GIVEN PASSAGE
--*--

William Tayloe or Teylow (1645–1710) was the nephew of William Tayloe of King's Creek Plantation and High Sheriff of York County, Virginia, the father of John Tayloe I of The Old House and progenitor of the Tayloes of Mount Airy, Richmond County, Virginia. His coat of arms, Vert a sword erect Or between two lions rampant addorsed Ermine, matches those of Teylow in Gloucester, England.

Family Origins 

The earliest record of the name "Telowe" is from a document dated 1292 during the reign of Edward I regarding a Henry Telowe during an Inquisition of Henry De Dene (de Dene refers to Forest of Dean and later mentioned in de Dene's care is St Briavels Castle, it reads:

"Inquisition made on Monday next after the feast of St. Gregory the Pope, 20 Edw. I [1292] by Richard de Gorstleye, John Geffery, Henry son of Stephen, Henry Telow, Walter son of Nicholas, William de Crickesfend, John de Dene, Nicholas Scharlemayn, Robert son of Genry Glynt, Thomas and Hugh de Biddleslowe, of that land and tenements which Henry de Dene held of the King in chief on the day that he died.."

On 1 August 1420 for a Richard Teylowe, juror for the inquisition of "Joan, Widow of Roger Vynour." On 27 October 1442 a "John Teylowe: chaplain, querents" was party to land transaction in Hereford, England. In 1443 John Teylowe was a juror in the inquisition of Robert Whitney, Knight, dated 4 April. On 3 May 1452, Robert Hychys and his wife Alice release to Philip Teylowe, son of Alice, all of their rights to a piece of land in the parish of Newland near Lamscoy. In 1454-1455 a John Teylowe was an apprentice to Henry Frowyke. In 1466 Agnes Teylowe initiates a Quit-Claim of "Heymedow in Newland, late the relic of Philip Barbour, in pure widowhood, to James Hwett...within the parishes of Newlond and Stanton. This estate, later be known as "High Meadow," would be sold on 7 April 1516 by John Teylowe through a "Feoffment" to Henry Hall  and then to Thomas Gage, 1st Viscount Gage through his marriage to heiress Benedicta Maria Theresa Hall.

--*--

[Polygon annotations for photos]

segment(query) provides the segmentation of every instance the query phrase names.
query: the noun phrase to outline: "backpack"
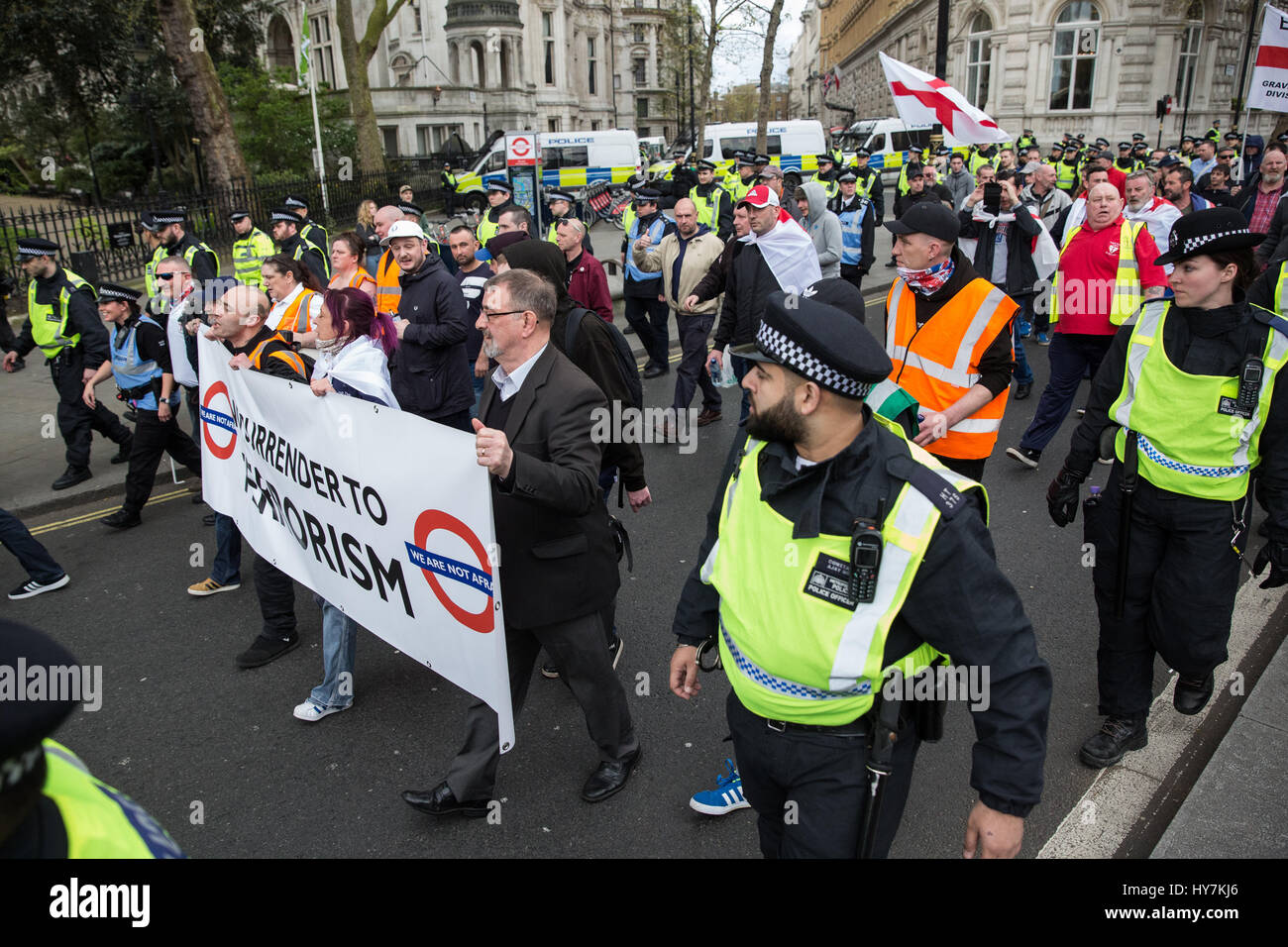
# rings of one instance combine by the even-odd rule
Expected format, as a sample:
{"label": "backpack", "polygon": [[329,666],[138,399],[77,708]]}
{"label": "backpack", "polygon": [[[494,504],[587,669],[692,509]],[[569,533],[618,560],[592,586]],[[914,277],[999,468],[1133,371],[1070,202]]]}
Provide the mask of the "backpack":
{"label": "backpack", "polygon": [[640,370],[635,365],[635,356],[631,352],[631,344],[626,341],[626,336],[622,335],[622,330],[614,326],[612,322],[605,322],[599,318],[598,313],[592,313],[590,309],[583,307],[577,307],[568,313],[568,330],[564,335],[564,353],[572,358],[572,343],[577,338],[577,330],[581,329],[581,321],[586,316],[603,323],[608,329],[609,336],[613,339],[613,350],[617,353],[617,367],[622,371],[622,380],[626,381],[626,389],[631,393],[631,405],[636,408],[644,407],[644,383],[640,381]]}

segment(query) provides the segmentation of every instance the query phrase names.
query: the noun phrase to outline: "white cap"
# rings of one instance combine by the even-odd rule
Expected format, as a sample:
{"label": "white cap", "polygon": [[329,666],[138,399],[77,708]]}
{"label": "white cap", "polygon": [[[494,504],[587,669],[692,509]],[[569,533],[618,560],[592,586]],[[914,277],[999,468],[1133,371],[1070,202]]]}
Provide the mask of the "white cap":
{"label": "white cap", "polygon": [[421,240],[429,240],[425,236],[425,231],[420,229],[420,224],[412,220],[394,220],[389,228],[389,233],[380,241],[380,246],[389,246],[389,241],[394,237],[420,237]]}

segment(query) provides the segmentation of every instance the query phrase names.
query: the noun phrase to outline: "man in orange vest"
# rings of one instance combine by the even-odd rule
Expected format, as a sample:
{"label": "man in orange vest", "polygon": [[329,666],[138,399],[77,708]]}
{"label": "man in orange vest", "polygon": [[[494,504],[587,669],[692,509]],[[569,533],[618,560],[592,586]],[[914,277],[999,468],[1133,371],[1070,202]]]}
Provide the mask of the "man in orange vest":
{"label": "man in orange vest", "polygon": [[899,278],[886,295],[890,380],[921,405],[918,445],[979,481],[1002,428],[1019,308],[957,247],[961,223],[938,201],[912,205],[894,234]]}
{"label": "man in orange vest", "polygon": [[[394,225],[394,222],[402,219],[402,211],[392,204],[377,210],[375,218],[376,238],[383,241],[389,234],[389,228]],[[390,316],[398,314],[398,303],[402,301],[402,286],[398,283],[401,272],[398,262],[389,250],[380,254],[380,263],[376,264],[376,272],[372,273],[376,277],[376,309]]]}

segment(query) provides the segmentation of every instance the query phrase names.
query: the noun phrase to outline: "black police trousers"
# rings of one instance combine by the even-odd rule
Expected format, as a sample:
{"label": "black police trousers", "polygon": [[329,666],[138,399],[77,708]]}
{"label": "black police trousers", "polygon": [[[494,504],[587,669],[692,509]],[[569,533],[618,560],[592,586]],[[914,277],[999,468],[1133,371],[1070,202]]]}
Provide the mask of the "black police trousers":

--*--

WORK TO DO
A - Answer these questions from the passage on William Tayloe.
(i) The coat of arms of William Tayloe matches those of Teylow in which English place?
(ii) In what year is the document with the earliest record of the name "Telowe" dated?
(iii) To whom was John Teylowe an apprentice in 1454-1455?
B - Reproduce word for word the section of the passage on William Tayloe between "William Tayloe or" and "in Gloucester, England.", inclusive.

SOLUTIONS TO THE PROBLEMS
A -
(i) Gloucester, England
(ii) 1292
(iii) Henry Frowyke

B -
William Tayloe or Teylow (1645–1710) was the nephew of William Tayloe of King's Creek Plantation and High Sheriff of York County, Virginia, the father of John Tayloe I of The Old House and progenitor of the Tayloes of Mount Airy, Richmond County, Virginia. His coat of arms, Vert a sword erect Or between two lions rampant addorsed Ermine, matches those of Teylow in Gloucester, England.